> **Tarefa proposta**: Apresente todas as linhas dos itens abaixo como uma tabela em Markdown, com as colunas "Número" e "Linha do item", omitindo as linhas em branco.

(Itens contidos em um conjunto de dados)
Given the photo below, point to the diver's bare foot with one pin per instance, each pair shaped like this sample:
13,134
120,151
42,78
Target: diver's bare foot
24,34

> **Resposta esperada**:
| Número | Linha do item |
|---|---|
| 1 | Given the photo below, point to the diver's bare foot with one pin per instance, each pair shaped like this sample: |
| 2 | 13,134 |
| 3 | 120,151 |
| 4 | 42,78 |
| 5 | Target: diver's bare foot |
| 6 | 24,34 |